[Raw records]
## start

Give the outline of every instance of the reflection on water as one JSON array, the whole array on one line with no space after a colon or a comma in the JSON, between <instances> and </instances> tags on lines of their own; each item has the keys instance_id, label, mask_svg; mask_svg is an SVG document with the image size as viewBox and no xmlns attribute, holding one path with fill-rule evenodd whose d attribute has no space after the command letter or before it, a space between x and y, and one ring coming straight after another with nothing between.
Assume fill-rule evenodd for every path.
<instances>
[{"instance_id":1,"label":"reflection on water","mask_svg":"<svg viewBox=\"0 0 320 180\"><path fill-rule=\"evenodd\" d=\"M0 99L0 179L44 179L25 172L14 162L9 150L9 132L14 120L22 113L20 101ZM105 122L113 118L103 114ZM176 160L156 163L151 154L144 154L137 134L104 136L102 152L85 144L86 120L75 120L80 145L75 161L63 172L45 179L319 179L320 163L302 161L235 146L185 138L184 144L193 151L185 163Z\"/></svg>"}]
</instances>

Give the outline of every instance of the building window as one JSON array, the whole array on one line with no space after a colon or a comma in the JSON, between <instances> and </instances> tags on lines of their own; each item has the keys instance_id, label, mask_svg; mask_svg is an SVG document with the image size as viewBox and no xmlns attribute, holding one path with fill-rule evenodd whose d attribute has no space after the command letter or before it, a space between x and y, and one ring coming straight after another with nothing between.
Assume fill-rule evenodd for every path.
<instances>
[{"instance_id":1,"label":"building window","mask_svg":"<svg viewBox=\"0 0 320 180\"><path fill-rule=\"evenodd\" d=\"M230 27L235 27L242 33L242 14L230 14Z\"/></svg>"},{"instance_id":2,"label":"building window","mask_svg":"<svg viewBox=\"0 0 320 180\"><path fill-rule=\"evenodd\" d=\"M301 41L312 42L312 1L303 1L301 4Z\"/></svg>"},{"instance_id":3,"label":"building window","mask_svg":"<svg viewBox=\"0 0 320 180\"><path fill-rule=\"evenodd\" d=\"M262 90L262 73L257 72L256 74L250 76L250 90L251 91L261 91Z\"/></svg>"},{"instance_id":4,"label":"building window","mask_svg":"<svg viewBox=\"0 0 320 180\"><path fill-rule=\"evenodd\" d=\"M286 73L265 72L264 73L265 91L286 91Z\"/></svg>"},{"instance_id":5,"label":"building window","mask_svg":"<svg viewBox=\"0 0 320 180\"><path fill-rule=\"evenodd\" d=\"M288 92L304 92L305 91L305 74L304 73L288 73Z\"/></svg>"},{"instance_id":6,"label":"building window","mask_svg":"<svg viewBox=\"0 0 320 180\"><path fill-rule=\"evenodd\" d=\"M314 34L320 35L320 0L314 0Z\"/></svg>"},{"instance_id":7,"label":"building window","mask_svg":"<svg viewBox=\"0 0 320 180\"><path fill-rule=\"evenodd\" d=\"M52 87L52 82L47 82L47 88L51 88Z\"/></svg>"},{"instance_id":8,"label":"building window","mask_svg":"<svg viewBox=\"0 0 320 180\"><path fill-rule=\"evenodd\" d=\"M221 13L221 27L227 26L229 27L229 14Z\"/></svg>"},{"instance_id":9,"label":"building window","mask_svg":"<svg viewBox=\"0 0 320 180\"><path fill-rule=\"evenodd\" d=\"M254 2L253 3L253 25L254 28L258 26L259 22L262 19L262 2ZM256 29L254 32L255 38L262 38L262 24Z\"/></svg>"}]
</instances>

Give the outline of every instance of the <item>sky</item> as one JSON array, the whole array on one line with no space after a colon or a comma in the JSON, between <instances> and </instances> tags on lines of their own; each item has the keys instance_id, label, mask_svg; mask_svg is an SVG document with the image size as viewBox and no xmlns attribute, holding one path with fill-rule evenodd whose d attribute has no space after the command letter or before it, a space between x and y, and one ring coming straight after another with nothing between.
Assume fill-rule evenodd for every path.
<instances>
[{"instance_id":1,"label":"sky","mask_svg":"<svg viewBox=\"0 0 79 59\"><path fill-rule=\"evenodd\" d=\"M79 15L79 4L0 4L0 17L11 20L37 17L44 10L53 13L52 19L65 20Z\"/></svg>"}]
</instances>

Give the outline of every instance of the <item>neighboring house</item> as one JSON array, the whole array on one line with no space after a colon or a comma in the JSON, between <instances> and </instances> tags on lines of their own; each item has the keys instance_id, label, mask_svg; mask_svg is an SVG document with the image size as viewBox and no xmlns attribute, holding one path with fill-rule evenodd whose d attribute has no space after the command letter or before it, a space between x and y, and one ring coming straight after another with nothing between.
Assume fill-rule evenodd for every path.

## end

Your task is to extract all of the records exactly.

Give the outline of every instance of the reflection on water as one JSON array, the whole array on one line with no space after a colon or a comma in the JSON, between <instances> and </instances> tags on lines of their own; each item has the keys instance_id, label, mask_svg; mask_svg is an SVG document with the image size as viewBox and no xmlns attribute, holding one path with fill-rule evenodd whose d attribute has no space after the command letter or before it, a space between x and y, and one ring coming straight after another with nothing between.
Assume fill-rule evenodd for every path.
<instances>
[{"instance_id":1,"label":"reflection on water","mask_svg":"<svg viewBox=\"0 0 320 180\"><path fill-rule=\"evenodd\" d=\"M0 99L0 179L44 179L25 172L14 162L9 150L9 132L14 120L22 113L20 101ZM105 122L113 118L103 114ZM176 160L156 163L151 154L144 154L137 134L104 136L102 152L85 144L86 120L75 120L80 145L75 161L63 172L45 179L319 179L320 163L302 161L235 146L185 138L184 144L193 151L185 163Z\"/></svg>"}]
</instances>

Give the outline of every instance of the building window as one JSON array, the whole array on one line with no space after a colon or a comma in the JSON, between <instances> and </instances> tags on lines of their own; each item has the keys instance_id, label, mask_svg; mask_svg is an SVG document with the image size as viewBox and no xmlns attribute, holding one path with fill-rule evenodd whose d attribute has no space after the command letter or before it, a space between x and y, and one ring coming straight after another with nothing between.
Assume fill-rule evenodd for every path.
<instances>
[{"instance_id":1,"label":"building window","mask_svg":"<svg viewBox=\"0 0 320 180\"><path fill-rule=\"evenodd\" d=\"M230 27L235 27L242 33L242 14L230 14Z\"/></svg>"},{"instance_id":2,"label":"building window","mask_svg":"<svg viewBox=\"0 0 320 180\"><path fill-rule=\"evenodd\" d=\"M301 41L312 42L312 1L303 1L301 4Z\"/></svg>"},{"instance_id":3,"label":"building window","mask_svg":"<svg viewBox=\"0 0 320 180\"><path fill-rule=\"evenodd\" d=\"M262 90L262 73L257 72L256 74L250 76L250 90L251 91L261 91Z\"/></svg>"},{"instance_id":4,"label":"building window","mask_svg":"<svg viewBox=\"0 0 320 180\"><path fill-rule=\"evenodd\" d=\"M286 73L265 72L264 73L265 91L286 91Z\"/></svg>"},{"instance_id":5,"label":"building window","mask_svg":"<svg viewBox=\"0 0 320 180\"><path fill-rule=\"evenodd\" d=\"M288 92L304 92L305 91L305 74L304 73L288 73Z\"/></svg>"},{"instance_id":6,"label":"building window","mask_svg":"<svg viewBox=\"0 0 320 180\"><path fill-rule=\"evenodd\" d=\"M314 34L320 35L320 0L314 0Z\"/></svg>"},{"instance_id":7,"label":"building window","mask_svg":"<svg viewBox=\"0 0 320 180\"><path fill-rule=\"evenodd\" d=\"M52 87L52 82L47 82L47 88L51 88Z\"/></svg>"},{"instance_id":8,"label":"building window","mask_svg":"<svg viewBox=\"0 0 320 180\"><path fill-rule=\"evenodd\" d=\"M221 13L221 27L227 26L229 27L229 14Z\"/></svg>"},{"instance_id":9,"label":"building window","mask_svg":"<svg viewBox=\"0 0 320 180\"><path fill-rule=\"evenodd\" d=\"M254 2L253 3L253 25L254 28L258 26L259 22L262 19L262 2ZM256 29L254 32L255 38L262 38L262 24Z\"/></svg>"}]
</instances>

Give the outline of every instance of the <item>sky</item> as one JSON array, the whole array on one line with no space after a colon or a comma in the JSON, between <instances> and </instances> tags on lines of their own; each item has the keys instance_id, label, mask_svg; mask_svg is an SVG document with the image size as viewBox and no xmlns attribute, holding one path with fill-rule evenodd whose d attribute has no space after the command letter or before it, a space between x and y, and one ring coming straight after another with nothing between.
Assume fill-rule evenodd for every path.
<instances>
[{"instance_id":1,"label":"sky","mask_svg":"<svg viewBox=\"0 0 79 59\"><path fill-rule=\"evenodd\" d=\"M79 15L79 4L0 4L0 17L11 20L37 17L44 10L53 13L52 19L65 20Z\"/></svg>"}]
</instances>

Give the outline of every instance of the <item>neighboring house</item> as one JSON array, the whole array on one line with no space after a colon or a comma in the JSON, between <instances> and </instances> tags on lines of their own; each item has the keys instance_id, label, mask_svg; mask_svg is an SVG document with the image size as viewBox and no xmlns attribute, holding one path with fill-rule evenodd whose d attribute has no space after the command letter or before it, a space between x and y, and one ring coming straight after another with nothing between.
Assume fill-rule evenodd for every path.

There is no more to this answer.